YANG DIKERJAKAN:
**1)** Tulis ulang paragraf dalam teks tentang pengelolaan aset sekolah yang diawali "Kondisi tersebut menunjukkan" dalam bentuk daftar singkat, tanpa menghilangkan fakta utamanya.
**2)** Cetak bagian teks tentang pengelolaan aset sekolah dari "Kondisi tersebut menunjukkan" sampai dengan "meningkat berkali lipat." tanpa mengubah satu kata pun.
**3)** Sebutkan semua contoh kerusakan fasilitas dalam kalimat yang diawali "Ketika ruang kelas bocor" pada teks tentang pengelolaan aset sekolah.

TEKS PILIHAN:
────────

Oleh:
Haris Kurniawan
Mahasiswa Fakultas Ilmu Tarbiyah dan Keguruan
Universitas Islam Negeri Syarif Hidayatullah Jakarta
Program Studi : Manajemen Pendidikan
Email : kurniawanharis135@gmail.com
Pengelolaan aset sekolah sering dianggap sebagai pekerjaan yang bisa ditunda. Banyak orang mengira tugas utama sekolah hanya soal mengajar, padahal kondisi fasilitas punya pengaruh besar terhadap kualitas pembelajaran. Data Kemendikbudristek tahun 2024 mencatat bahwa lebih dari 40 persen ruang kelas SD hingga SMA berada dalam kondisi rusak sedang atau berat. Angka ini meningkat pada 2025, ketika beberapa daerah melaporkan kerusakan yang lebih besar akibat usia bangunan dan minimnya perawatan. Ketika ruang kelas bocor, meja goyah, atau peralatan belajar rusak, siswa sulit berkonsentrasi, dan guru tidak bisa mengajar dengan maksimal.
Kondisi tersebut menunjukkan bahwa pengelolaan aset bukan sekadar pekerjaan administratif, tetapi fondasi penting bagi mutu pendidikan. Sekolah yang asetnya terawat dapat menjalankan proses belajar dengan aman dan nyaman. Sebaliknya, jika fasilitas dibiarkan rusak, biaya perbaikan justru jauh lebih besar. Banyak sekolah akhirnya masuk dalam lingkaran masalah yang sulit dihindari: perawatan ditunda, kerusakan makin parah, dan dana yang dibutuhkan meningkat berkali lipat.

────────

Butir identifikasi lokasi
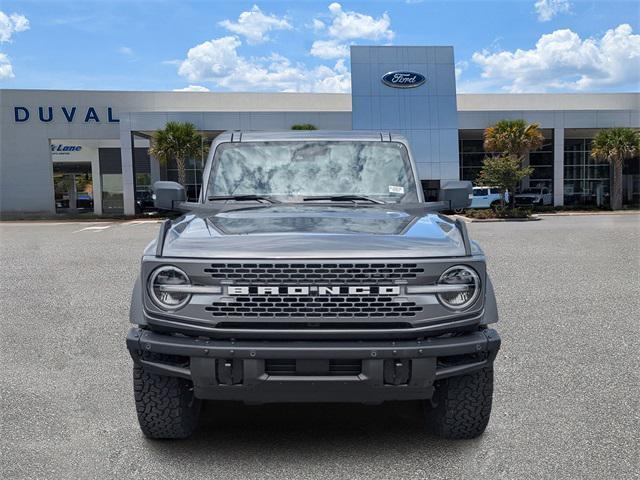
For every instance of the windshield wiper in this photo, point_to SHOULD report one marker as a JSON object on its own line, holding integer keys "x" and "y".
{"x": 257, "y": 198}
{"x": 341, "y": 198}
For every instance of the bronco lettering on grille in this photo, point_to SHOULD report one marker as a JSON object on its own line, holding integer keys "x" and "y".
{"x": 312, "y": 289}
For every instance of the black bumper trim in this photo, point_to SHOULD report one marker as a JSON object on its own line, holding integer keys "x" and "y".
{"x": 480, "y": 341}
{"x": 256, "y": 386}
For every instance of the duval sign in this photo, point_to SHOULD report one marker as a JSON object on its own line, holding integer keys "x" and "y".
{"x": 403, "y": 79}
{"x": 65, "y": 113}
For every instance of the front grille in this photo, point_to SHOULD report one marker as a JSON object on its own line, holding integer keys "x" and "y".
{"x": 334, "y": 367}
{"x": 315, "y": 273}
{"x": 314, "y": 307}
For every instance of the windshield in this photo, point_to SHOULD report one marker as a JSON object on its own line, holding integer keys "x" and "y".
{"x": 308, "y": 169}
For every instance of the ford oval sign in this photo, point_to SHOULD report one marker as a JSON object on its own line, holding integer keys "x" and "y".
{"x": 403, "y": 79}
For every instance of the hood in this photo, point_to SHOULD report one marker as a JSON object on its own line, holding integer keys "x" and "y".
{"x": 314, "y": 231}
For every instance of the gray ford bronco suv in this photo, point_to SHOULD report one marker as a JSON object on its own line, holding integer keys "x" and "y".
{"x": 312, "y": 270}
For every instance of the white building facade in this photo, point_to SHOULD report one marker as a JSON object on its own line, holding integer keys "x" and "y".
{"x": 86, "y": 151}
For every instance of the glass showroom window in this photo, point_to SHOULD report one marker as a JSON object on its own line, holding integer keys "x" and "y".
{"x": 586, "y": 180}
{"x": 472, "y": 155}
{"x": 542, "y": 162}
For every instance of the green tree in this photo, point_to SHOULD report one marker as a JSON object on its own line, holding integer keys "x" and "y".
{"x": 176, "y": 141}
{"x": 515, "y": 138}
{"x": 303, "y": 126}
{"x": 505, "y": 172}
{"x": 615, "y": 146}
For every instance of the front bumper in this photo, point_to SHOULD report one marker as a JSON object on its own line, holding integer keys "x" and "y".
{"x": 258, "y": 371}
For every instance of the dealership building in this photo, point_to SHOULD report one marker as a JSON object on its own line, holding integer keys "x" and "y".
{"x": 86, "y": 151}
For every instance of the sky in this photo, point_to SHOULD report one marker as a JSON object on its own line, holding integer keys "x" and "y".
{"x": 512, "y": 46}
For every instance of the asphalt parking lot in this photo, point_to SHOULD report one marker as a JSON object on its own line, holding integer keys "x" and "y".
{"x": 567, "y": 377}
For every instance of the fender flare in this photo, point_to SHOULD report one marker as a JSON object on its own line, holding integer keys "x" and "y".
{"x": 136, "y": 312}
{"x": 490, "y": 304}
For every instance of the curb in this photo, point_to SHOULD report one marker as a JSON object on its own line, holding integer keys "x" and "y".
{"x": 496, "y": 220}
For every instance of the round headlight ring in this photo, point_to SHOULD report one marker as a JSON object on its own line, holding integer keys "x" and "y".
{"x": 471, "y": 277}
{"x": 154, "y": 295}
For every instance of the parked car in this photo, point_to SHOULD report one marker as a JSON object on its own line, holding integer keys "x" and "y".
{"x": 534, "y": 196}
{"x": 334, "y": 286}
{"x": 487, "y": 197}
{"x": 144, "y": 201}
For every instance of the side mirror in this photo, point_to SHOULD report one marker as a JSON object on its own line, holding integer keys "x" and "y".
{"x": 167, "y": 195}
{"x": 458, "y": 194}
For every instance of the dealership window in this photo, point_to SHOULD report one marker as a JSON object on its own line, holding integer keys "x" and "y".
{"x": 111, "y": 179}
{"x": 586, "y": 180}
{"x": 194, "y": 167}
{"x": 169, "y": 171}
{"x": 472, "y": 155}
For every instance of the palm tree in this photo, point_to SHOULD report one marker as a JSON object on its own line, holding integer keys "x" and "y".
{"x": 615, "y": 146}
{"x": 176, "y": 141}
{"x": 514, "y": 139}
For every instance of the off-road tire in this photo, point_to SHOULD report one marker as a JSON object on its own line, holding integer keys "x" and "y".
{"x": 461, "y": 405}
{"x": 165, "y": 405}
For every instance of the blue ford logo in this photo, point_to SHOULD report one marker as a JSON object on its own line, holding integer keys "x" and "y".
{"x": 403, "y": 79}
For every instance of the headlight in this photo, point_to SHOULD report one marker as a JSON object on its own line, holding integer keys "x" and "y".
{"x": 461, "y": 276}
{"x": 162, "y": 288}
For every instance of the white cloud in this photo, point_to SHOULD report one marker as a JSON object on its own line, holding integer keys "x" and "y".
{"x": 354, "y": 25}
{"x": 254, "y": 25}
{"x": 460, "y": 67}
{"x": 346, "y": 26}
{"x": 6, "y": 70}
{"x": 10, "y": 24}
{"x": 218, "y": 61}
{"x": 547, "y": 9}
{"x": 561, "y": 60}
{"x": 212, "y": 59}
{"x": 192, "y": 88}
{"x": 328, "y": 49}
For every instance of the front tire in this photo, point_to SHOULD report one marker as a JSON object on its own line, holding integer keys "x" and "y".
{"x": 462, "y": 405}
{"x": 165, "y": 405}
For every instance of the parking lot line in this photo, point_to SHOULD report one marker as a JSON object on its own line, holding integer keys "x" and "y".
{"x": 94, "y": 228}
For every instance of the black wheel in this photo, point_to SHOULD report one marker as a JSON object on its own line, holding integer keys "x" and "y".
{"x": 461, "y": 405}
{"x": 165, "y": 405}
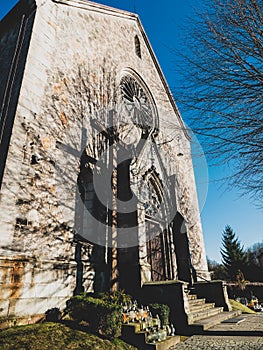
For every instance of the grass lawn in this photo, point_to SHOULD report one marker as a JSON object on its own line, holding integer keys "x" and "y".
{"x": 55, "y": 336}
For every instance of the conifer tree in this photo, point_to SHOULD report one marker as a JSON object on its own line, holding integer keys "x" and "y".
{"x": 233, "y": 255}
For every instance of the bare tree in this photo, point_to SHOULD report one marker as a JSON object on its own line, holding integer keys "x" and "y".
{"x": 221, "y": 88}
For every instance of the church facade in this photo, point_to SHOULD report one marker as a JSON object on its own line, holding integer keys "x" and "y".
{"x": 97, "y": 183}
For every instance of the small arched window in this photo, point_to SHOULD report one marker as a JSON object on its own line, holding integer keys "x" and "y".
{"x": 137, "y": 46}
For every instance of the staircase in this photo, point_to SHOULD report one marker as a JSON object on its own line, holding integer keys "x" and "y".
{"x": 132, "y": 334}
{"x": 203, "y": 315}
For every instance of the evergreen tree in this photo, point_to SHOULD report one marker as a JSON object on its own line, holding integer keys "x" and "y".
{"x": 233, "y": 255}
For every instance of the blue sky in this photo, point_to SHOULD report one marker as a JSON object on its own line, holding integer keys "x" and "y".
{"x": 163, "y": 23}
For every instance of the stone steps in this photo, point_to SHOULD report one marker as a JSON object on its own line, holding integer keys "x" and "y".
{"x": 208, "y": 322}
{"x": 201, "y": 307}
{"x": 195, "y": 302}
{"x": 206, "y": 313}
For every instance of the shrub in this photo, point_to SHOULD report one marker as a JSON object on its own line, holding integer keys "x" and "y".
{"x": 162, "y": 310}
{"x": 103, "y": 317}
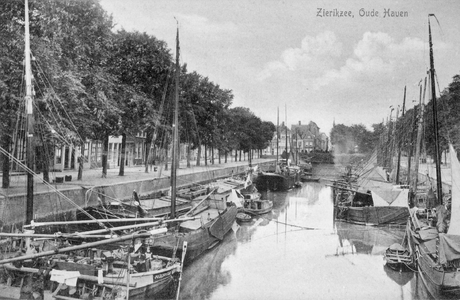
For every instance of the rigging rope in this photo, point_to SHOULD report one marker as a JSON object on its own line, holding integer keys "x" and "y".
{"x": 27, "y": 169}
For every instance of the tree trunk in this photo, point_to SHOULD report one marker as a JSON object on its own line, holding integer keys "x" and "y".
{"x": 148, "y": 152}
{"x": 166, "y": 156}
{"x": 5, "y": 162}
{"x": 105, "y": 151}
{"x": 188, "y": 155}
{"x": 123, "y": 155}
{"x": 250, "y": 157}
{"x": 212, "y": 155}
{"x": 198, "y": 158}
{"x": 45, "y": 159}
{"x": 81, "y": 161}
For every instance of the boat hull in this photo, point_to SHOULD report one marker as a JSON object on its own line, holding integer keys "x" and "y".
{"x": 438, "y": 281}
{"x": 373, "y": 215}
{"x": 199, "y": 240}
{"x": 276, "y": 182}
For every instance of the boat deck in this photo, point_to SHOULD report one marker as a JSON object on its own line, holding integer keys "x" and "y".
{"x": 205, "y": 215}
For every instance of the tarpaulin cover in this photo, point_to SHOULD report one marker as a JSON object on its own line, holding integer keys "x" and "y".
{"x": 449, "y": 247}
{"x": 393, "y": 197}
{"x": 361, "y": 199}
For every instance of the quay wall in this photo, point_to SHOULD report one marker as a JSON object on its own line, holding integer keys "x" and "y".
{"x": 62, "y": 205}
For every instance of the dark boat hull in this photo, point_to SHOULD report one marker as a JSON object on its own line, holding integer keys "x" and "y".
{"x": 199, "y": 240}
{"x": 373, "y": 215}
{"x": 276, "y": 182}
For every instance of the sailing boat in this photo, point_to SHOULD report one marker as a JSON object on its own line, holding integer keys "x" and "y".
{"x": 104, "y": 274}
{"x": 374, "y": 202}
{"x": 213, "y": 217}
{"x": 437, "y": 249}
{"x": 284, "y": 177}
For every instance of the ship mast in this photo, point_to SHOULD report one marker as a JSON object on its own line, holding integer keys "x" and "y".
{"x": 435, "y": 120}
{"x": 399, "y": 135}
{"x": 175, "y": 152}
{"x": 30, "y": 120}
{"x": 277, "y": 134}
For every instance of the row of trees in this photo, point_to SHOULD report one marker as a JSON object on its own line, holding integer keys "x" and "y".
{"x": 403, "y": 131}
{"x": 91, "y": 83}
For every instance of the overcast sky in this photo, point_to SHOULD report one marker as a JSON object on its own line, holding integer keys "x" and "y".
{"x": 282, "y": 54}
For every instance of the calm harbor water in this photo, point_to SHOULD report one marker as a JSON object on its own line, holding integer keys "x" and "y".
{"x": 299, "y": 252}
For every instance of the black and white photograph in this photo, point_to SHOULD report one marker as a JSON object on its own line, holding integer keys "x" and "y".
{"x": 229, "y": 149}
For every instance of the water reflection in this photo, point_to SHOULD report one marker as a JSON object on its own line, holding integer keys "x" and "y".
{"x": 299, "y": 252}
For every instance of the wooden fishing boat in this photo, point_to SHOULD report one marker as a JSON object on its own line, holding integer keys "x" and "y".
{"x": 308, "y": 178}
{"x": 214, "y": 217}
{"x": 214, "y": 220}
{"x": 437, "y": 244}
{"x": 276, "y": 181}
{"x": 84, "y": 270}
{"x": 359, "y": 208}
{"x": 399, "y": 258}
{"x": 242, "y": 217}
{"x": 253, "y": 205}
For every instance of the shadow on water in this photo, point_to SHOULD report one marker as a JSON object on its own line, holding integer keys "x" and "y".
{"x": 299, "y": 252}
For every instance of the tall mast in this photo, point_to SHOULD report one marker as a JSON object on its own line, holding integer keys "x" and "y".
{"x": 400, "y": 140}
{"x": 30, "y": 121}
{"x": 175, "y": 133}
{"x": 277, "y": 133}
{"x": 435, "y": 119}
{"x": 419, "y": 138}
{"x": 285, "y": 121}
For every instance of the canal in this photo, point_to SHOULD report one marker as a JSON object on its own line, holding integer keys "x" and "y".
{"x": 299, "y": 252}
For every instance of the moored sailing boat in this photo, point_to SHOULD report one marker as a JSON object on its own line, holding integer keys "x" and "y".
{"x": 376, "y": 202}
{"x": 437, "y": 249}
{"x": 214, "y": 217}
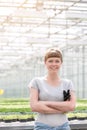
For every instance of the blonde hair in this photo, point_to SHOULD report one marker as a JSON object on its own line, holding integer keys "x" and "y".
{"x": 53, "y": 52}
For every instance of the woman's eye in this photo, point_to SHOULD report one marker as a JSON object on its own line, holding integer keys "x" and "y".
{"x": 57, "y": 61}
{"x": 50, "y": 61}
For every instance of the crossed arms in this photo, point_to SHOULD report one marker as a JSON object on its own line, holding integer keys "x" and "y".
{"x": 50, "y": 107}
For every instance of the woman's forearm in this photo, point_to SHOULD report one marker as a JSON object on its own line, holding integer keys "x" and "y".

────────

JAWABAN:
**1)**
- Pengelolaan aset bukan sekadar pekerjaan administratif, melainkan fondasi penting bagi mutu pendidikan.
- Sekolah dengan aset terawat dapat menjalankan proses belajar secara aman dan nyaman.
- Jika fasilitas dibiarkan rusak, biaya perbaikannya justru jauh lebih besar.
- Banyak sekolah terjebak dalam lingkaran masalah: perawatan ditunda, kerusakan makin parah, dan dana yang dibutuhkan naik berkali lipat.

**2)**
Kondisi tersebut menunjukkan bahwa pengelolaan aset bukan sekadar pekerjaan administratif, tetapi fondasi penting bagi mutu pendidikan. Sekolah yang asetnya terawat dapat menjalankan proses belajar dengan aman dan nyaman. Sebaliknya, jika fasilitas dibiarkan rusak, biaya perbaikan justru jauh lebih besar. Banyak sekolah akhirnya masuk dalam lingkaran masalah yang sulit dihindari: perawatan ditunda, kerusakan makin parah, dan dana yang dibutuhkan meningkat berkali lipat.

**3)**
- ruang kelas bocor
- meja goyah
- peralatan belajar rusak